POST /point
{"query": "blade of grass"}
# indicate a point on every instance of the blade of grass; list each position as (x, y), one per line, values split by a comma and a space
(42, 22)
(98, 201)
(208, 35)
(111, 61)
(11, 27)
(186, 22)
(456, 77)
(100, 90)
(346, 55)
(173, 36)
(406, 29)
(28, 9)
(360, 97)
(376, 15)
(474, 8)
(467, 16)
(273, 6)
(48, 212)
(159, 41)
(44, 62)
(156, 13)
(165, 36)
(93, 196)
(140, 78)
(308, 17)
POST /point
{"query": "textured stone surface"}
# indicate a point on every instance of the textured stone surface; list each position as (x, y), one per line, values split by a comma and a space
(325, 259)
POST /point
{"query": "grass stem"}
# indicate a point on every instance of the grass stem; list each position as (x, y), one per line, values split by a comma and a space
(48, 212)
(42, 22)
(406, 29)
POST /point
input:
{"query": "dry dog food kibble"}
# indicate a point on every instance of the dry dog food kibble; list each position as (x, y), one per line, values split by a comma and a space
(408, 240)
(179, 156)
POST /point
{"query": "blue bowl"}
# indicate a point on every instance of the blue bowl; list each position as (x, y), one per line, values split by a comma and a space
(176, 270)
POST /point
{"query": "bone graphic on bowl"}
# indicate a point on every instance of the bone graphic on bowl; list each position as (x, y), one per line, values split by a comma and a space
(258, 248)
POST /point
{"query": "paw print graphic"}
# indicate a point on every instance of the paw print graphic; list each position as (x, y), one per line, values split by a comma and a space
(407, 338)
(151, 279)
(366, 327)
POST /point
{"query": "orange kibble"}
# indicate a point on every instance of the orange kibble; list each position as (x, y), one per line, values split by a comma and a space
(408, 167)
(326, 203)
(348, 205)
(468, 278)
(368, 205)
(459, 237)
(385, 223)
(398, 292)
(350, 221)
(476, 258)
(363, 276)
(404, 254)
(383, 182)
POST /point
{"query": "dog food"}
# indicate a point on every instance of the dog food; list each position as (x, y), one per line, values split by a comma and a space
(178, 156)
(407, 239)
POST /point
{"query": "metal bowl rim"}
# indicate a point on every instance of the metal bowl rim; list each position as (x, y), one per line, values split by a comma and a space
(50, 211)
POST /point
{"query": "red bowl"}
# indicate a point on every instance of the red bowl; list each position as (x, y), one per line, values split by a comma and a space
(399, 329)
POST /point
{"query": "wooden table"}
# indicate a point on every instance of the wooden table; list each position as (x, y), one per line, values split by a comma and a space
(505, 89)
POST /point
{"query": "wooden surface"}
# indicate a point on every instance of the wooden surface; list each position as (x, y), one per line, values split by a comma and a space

Assignment:
Restate the listing word for word.

Exercise response:
POST /point
{"query": "blade of grass"}
# indicate a point on every instance of the blade of grass; list each position as (x, y), one per line, values split by a comma and a space
(42, 22)
(98, 201)
(208, 35)
(111, 61)
(11, 27)
(186, 22)
(456, 77)
(100, 90)
(346, 55)
(173, 36)
(406, 29)
(28, 9)
(360, 97)
(376, 15)
(474, 8)
(467, 16)
(273, 6)
(48, 212)
(159, 41)
(44, 62)
(156, 13)
(165, 36)
(93, 196)
(140, 78)
(308, 17)
POST /point
{"query": "textured stone surface"}
# indicate a point on every instance of the textured stone surface; list each position as (x, y), one per line, values split by a comma and a space
(325, 259)
POST /point
{"query": "grass stem"}
# indicate a point on every instance of the grass stem; list each position as (x, y), one per line, values split by a comma and a space
(48, 212)
(42, 22)
(406, 29)
POST /point
input:
{"query": "dry dog food kibble"}
# indicate a point on every instance of the dry dog food kibble; list each position as (x, y), one per line, values split by a comma and a space
(408, 240)
(179, 156)
POST /point
{"query": "blue bowl"}
# indicate a point on every instance of the blue bowl; list each position as (x, y), one per line, values split by a comma and a space
(176, 270)
POST /point
{"query": "bone graphic on bowl"}
# indicate a point on every instance of the bone graphic on bowl; list each position as (x, y), one per line, values split by a comma and a space
(258, 248)
POST /point
{"query": "paw print graphic"}
# indicate a point on every instance of the paw print graphic; list each position as (x, y), one per line, values split by a comma and a space
(407, 338)
(151, 279)
(366, 327)
POST /point
{"query": "orange kibble"}
# indicate a point on every instance of the orange kibble; list each position as (x, y), one per line, values split by a comma and a space
(408, 167)
(326, 203)
(348, 205)
(468, 278)
(368, 205)
(459, 237)
(385, 223)
(398, 292)
(350, 221)
(476, 258)
(363, 276)
(404, 254)
(383, 182)
POST /point
{"query": "dog food"}
# indicate a point on every instance of the dog food; list each position as (x, y), one per line, values split by a comma and a space
(178, 156)
(407, 239)
POST /point
{"query": "metal bowl rim"}
# indicate a point on every instance of the metal bowl rim; list each position as (x, y), one per line, values split by a comma and a space
(50, 211)
POST /point
{"query": "red bowl"}
# indicate a point on every instance of the red bowl; list each position as (x, y), one per line, values split by a comma and a space
(399, 329)
POST /point
{"query": "wooden table"}
# indicate a point on every instance of the wooden table; list each position as (x, y), one per line, values split by a comma and a space
(505, 89)
POST /point
{"query": "wooden surface"}
# indicate a point on every instance of the wooden surface; list each position as (x, y), one per line, values split by a comma and a space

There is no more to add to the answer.